> GIVEN PASSAGE
-------
Secret recording reveals top GOP senator privately warned of deadly coronavirus weeks ago — even as he kept public in the dark

Three weeks ago in late February, right-wing media — from radio host Rush Limbaugh to Fox News and Fox Business — was full of Republicans and supporters of President Donald Trump insisting that the mainstream media were exaggerating the threat of coronavirus in order to harm Donald Trump’s presidency (Fox, like Trump, has since shifted its tone). But it was also three weeks ago, on February 27, that Sen. Richard Burr, the North Carolina Republican who chairs the Senate Intelligence Committee, was privately warning about how dangerous coronavirus was. And National Public Radio (NPR) has obtained a recording of Burr’s disturbing assertions.
According to NPR’s Tim Mak, Burr addressed the COVID-19 threat at a private luncheon organized by a North Carolina group called the Tarheel Circle. And Burr, in the recording, is heard warning that coronavirus is “much more aggressive in its transmission than anything that we’ve seen in recent history. It’s probably more akin to the 1918 pandemic.”
Burr’s comments, according to NPR, “raise questions” about why that private audience was getting a “a more frank assessment than the general public” was getting at the time. The recording, Mak noted during a March 19 appearance on NPR’s “Morning Edition,” was provided by “an attendee who became alarmed about Burr’s dire warnings” and “began to record.”
Mak explained, “Sen. Burr warned well in advance that the coronavirus could be very destructive. A lot of the things he warned about have actually come to pass: 13 days before the State Department began to warn against travel to Europe and 15 days before the Trump Administration banned European travelers to the U.S., Burr warned those in that room to reconsider.”
-------
> DATA FOR ANALYSIS
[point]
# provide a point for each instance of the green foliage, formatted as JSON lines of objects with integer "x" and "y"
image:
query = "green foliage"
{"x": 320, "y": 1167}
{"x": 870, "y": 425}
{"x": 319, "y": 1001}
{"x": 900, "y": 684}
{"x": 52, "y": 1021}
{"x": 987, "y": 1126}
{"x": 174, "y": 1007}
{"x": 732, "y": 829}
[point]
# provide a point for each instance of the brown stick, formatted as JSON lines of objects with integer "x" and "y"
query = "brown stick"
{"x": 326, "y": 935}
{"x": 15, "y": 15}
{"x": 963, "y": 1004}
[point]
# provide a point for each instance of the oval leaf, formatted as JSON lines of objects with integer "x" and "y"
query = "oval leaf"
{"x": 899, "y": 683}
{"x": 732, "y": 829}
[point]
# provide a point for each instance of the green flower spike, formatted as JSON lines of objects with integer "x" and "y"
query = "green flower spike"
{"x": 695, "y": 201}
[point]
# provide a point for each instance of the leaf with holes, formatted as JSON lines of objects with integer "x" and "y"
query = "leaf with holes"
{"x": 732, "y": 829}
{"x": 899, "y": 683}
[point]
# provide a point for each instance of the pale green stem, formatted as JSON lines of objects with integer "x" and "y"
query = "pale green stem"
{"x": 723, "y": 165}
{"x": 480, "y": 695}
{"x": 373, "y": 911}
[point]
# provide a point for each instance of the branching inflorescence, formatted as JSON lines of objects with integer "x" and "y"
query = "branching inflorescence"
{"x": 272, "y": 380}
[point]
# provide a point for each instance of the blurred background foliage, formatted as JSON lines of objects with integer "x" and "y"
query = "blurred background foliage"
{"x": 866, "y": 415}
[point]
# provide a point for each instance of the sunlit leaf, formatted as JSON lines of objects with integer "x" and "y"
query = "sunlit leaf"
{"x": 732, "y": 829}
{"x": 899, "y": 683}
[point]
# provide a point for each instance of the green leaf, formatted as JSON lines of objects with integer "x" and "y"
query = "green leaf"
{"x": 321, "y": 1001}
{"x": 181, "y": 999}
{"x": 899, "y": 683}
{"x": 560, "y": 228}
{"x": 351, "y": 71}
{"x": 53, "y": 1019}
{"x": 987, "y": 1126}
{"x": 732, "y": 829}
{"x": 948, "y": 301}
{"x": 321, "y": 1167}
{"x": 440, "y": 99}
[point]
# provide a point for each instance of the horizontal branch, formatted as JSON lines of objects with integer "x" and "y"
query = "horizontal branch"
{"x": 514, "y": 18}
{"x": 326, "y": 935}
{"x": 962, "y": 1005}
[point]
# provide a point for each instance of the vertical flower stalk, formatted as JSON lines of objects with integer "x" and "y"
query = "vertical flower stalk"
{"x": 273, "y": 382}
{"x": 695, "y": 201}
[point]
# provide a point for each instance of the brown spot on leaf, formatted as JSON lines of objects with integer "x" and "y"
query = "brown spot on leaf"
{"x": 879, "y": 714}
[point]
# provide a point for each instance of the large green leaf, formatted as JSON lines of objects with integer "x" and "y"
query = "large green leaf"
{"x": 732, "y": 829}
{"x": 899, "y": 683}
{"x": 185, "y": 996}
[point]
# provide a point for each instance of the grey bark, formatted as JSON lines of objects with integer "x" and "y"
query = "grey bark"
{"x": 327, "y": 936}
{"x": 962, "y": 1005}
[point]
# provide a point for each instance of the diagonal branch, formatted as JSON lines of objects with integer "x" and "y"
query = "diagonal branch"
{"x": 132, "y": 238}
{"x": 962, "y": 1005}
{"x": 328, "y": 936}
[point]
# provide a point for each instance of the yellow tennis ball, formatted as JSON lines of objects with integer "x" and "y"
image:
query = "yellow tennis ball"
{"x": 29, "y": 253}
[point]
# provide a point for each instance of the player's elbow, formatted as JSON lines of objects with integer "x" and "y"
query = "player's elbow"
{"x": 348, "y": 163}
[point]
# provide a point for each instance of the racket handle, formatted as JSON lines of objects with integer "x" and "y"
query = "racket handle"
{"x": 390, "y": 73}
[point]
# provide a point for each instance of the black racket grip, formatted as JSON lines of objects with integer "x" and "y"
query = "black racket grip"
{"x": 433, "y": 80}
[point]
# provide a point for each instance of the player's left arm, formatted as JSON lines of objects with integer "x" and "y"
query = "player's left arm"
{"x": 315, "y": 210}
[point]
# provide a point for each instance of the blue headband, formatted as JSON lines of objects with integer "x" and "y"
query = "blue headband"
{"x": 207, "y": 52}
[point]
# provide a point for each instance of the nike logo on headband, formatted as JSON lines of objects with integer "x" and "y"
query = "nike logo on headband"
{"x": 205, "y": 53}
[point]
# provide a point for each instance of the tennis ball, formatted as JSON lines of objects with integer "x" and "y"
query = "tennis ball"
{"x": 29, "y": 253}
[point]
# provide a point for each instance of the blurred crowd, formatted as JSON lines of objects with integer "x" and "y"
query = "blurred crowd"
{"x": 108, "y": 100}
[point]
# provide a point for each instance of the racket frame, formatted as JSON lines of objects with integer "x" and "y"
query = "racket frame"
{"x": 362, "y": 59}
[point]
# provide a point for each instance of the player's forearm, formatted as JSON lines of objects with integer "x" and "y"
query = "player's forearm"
-------
Copy out the entire article above about Sen. Richard Burr's private coronavirus warning, word for word.

Secret recording reveals top GOP senator privately warned of deadly coronavirus weeks ago — even as he kept public in the dark

Three weeks ago in late February, right-wing media — from radio host Rush Limbaugh to Fox News and Fox Business — was full of Republicans and supporters of President Donald Trump insisting that the mainstream media were exaggerating the threat of coronavirus in order to harm Donald Trump’s presidency (Fox, like Trump, has since shifted its tone). But it was also three weeks ago, on February 27, that Sen. Richard Burr, the North Carolina Republican who chairs the Senate Intelligence Committee, was privately warning about how dangerous coronavirus was. And National Public Radio (NPR) has obtained a recording of Burr’s disturbing assertions.
According to NPR’s Tim Mak, Burr addressed the COVID-19 threat at a private luncheon organized by a North Carolina group called the Tarheel Circle. And Burr, in the recording, is heard warning that coronavirus is “much more aggressive in its transmission than anything that we’ve seen in recent history. It’s probably more akin to the 1918 pandemic.”
Burr’s comments, according to NPR, “raise questions” about why that private audience was getting a “a more frank assessment than the general public” was getting at the time. The recording, Mak noted during a March 19 appearance on NPR’s “Morning Edition,” was provided by “an attendee who became alarmed about Burr’s dire warnings” and “began to record.”
Mak explained, “Sen. Burr warned well in advance that the coronavirus could be very destructive. A lot of the things he warned about have actually come to pass: 13 days before the State Department began to warn against travel to Europe and 15 days before the Trump Administration banned European travelers to the U.S., Burr warned those in that room to reconsider.”